⟨
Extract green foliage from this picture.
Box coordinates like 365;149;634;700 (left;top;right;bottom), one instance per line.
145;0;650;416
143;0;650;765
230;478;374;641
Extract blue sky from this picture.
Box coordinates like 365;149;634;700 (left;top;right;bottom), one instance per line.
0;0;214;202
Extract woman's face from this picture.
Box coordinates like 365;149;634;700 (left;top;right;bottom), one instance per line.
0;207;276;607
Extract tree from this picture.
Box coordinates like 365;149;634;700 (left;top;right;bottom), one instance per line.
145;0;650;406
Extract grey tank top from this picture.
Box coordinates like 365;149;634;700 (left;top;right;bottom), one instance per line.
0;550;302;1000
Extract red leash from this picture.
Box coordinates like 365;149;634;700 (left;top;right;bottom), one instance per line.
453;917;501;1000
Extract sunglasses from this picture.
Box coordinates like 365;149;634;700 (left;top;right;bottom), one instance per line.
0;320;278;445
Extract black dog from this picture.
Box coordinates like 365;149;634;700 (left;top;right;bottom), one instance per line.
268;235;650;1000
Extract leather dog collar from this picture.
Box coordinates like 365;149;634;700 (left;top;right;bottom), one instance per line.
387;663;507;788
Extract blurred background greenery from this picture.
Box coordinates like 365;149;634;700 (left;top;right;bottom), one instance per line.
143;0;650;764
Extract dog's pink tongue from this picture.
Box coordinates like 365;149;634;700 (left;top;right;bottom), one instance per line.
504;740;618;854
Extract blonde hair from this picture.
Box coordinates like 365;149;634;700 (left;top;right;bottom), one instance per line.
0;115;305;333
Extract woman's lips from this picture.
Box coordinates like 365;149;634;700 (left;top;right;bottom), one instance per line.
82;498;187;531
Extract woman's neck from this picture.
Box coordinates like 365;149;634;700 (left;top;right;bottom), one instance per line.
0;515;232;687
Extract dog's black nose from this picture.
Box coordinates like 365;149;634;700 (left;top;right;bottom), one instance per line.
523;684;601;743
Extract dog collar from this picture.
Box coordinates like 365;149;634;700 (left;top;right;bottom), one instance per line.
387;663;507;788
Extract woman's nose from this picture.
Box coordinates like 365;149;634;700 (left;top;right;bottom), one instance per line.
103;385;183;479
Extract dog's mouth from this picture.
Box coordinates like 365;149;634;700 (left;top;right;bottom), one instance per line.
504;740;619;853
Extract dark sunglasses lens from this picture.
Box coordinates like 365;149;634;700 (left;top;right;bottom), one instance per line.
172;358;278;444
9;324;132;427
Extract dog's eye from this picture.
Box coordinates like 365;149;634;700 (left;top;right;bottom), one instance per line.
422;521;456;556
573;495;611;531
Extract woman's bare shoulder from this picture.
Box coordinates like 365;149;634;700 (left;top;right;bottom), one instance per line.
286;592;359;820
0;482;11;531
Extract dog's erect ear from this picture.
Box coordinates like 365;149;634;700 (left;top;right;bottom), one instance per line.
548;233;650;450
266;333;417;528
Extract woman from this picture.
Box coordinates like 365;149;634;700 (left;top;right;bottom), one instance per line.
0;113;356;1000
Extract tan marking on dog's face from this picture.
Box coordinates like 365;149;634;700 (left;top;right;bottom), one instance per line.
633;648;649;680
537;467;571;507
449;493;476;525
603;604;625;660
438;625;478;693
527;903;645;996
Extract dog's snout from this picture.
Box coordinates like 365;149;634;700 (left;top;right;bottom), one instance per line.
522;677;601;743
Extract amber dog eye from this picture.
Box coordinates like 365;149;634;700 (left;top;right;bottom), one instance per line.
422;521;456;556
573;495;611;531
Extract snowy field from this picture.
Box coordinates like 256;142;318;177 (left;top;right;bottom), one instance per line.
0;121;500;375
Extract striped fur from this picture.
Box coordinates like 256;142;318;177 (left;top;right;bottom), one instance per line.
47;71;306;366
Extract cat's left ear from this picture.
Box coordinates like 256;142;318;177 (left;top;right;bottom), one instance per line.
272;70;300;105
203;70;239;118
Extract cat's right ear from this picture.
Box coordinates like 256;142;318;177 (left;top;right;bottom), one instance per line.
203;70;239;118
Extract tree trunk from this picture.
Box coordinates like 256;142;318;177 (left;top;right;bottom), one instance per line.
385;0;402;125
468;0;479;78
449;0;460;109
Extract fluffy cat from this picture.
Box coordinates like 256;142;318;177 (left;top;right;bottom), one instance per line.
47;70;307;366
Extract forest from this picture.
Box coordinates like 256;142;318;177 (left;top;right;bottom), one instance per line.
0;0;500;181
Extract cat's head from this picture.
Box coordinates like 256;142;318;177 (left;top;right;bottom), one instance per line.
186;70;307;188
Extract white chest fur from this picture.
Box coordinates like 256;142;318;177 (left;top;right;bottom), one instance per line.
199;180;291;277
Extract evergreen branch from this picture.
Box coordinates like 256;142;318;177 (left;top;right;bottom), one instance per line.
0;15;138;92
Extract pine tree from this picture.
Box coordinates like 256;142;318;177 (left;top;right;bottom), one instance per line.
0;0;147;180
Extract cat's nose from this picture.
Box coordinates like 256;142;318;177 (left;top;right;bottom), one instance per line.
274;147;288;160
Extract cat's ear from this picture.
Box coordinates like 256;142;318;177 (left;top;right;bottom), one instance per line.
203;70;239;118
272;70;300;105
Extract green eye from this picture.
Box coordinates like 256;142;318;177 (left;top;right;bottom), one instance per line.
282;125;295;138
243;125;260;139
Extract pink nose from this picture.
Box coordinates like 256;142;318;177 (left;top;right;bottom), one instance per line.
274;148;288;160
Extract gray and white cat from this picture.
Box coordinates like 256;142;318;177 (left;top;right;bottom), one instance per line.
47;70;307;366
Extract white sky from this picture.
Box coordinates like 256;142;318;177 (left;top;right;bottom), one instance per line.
⟩
- WORK TO COMPLETE -
Can you write out again every row from the line with "Extract woman from this picture." up to and including the line with "449;0;460;109", shifting each box coordinate in the answers up by 91 and leaving all other numbers as they are?

- FULL SOLUTION -
Extract woman from this picture.
Box coordinates like 365;149;634;700 (left;top;right;bottom), one instance per line.
91;204;447;1091
Extract tan marking on dog's face from this picture.
Box coordinates like 365;149;634;700 (left;top;right;bottom), one instance per line.
724;739;740;771
628;558;662;598
540;584;567;616
694;695;716;751
529;716;569;784
618;994;736;1087
Extract dog's snout from this picture.
Box coordinates like 365;149;634;700 (left;top;right;bottom), one instance per line.
613;768;692;834
Extract amber dog eye from this picture.
Box coordinates like 365;149;634;700 (left;top;right;bottom), one instance per line.
513;612;547;647
664;586;702;622
Extract snowy field from this picture.
Box coordinates like 256;142;318;177 (left;top;right;bottom), one instance per line.
91;212;591;466
Extract striped fur from this picture.
Box coordinates like 256;142;318;177 (left;top;right;bottom), one instance per line.
138;162;397;457
Extract cat's left ear from this picture.
Box coordinates like 256;142;318;177 (left;top;right;bottom), one instance per line.
363;161;391;196
294;161;330;209
Extract cat's right ear from this picture.
Box coordinates like 256;142;318;177 (left;top;right;bottom), one instance per line.
294;161;330;209
Extract tree trunk from this picture.
Box coordinates like 256;142;318;177 (left;top;right;bottom), one instance per line.
476;91;493;216
559;91;570;169
540;91;551;200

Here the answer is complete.